──────── Study text

Sneezing and blowing your nose in the cooler weather could be a sign you have allergies and not a cold, warns the National Asthma Council Australia.
This World Allergy Week the National Asthma Council's Sensitive Choice Program is here to help the one in five Australians with allergies and one in nine with asthma reduce their exposure to common household triggers such as mould, dust mites and indoor pollutants, before winter starts.
National Asthma Council Director, Allergy Specialist and Immunologist Dr Sara Barnes says the hardest part for many people with allergies is figuring out what, exactly, is causing their symptoms.

────────────────
──────── Dataset content

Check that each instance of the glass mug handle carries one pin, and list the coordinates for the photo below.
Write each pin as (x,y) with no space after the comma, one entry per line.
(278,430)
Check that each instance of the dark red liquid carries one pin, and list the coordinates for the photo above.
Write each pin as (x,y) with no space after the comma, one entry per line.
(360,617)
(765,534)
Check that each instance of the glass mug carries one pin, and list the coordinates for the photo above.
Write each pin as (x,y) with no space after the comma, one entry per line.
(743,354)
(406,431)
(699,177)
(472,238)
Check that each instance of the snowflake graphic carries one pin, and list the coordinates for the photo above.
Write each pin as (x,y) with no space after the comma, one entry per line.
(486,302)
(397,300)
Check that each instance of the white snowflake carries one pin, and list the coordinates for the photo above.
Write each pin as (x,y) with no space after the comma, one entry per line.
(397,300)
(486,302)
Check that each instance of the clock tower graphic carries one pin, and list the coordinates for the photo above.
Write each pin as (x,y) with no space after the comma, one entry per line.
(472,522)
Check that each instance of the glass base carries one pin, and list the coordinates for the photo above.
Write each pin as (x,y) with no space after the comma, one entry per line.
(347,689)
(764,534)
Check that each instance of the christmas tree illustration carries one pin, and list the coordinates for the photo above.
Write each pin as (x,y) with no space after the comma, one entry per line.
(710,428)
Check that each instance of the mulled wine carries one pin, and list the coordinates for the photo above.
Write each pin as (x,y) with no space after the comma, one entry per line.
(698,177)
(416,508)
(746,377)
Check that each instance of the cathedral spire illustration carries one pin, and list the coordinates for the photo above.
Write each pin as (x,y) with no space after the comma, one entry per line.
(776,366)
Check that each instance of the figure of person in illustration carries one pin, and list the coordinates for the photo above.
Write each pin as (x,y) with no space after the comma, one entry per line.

────────────────

Exercise tasks
A - In the allergy text, rewrite the paragraph beginning "This World Allergy Week" as a short bulleted list that keeps its main facts.
B - Answer these questions from the allergy text, one per line:
(i) According to the National Asthma Council Australia, what could sneezing and blowing your nose in the cooler weather be a sign of?
(ii) How many Australians have asthma?
(iii) What does Dr Sara Barnes say is the hardest part for many people with allergies?

Exercise solutions
A -
- Occasion: World Allergy Week
- Who is helping: the National Asthma Council's Sensitive Choice Program
- Who it helps: the one in five Australians with allergies and the one in nine with asthma
- Goal: reducing their exposure to common household triggers such as mould, dust mites and indoor pollutants before winter starts

B -
(i) It could be a sign of allergies rather than a cold.
(ii) One in nine Australians have asthma.
(iii) Figuring out exactly what is causing their symptoms.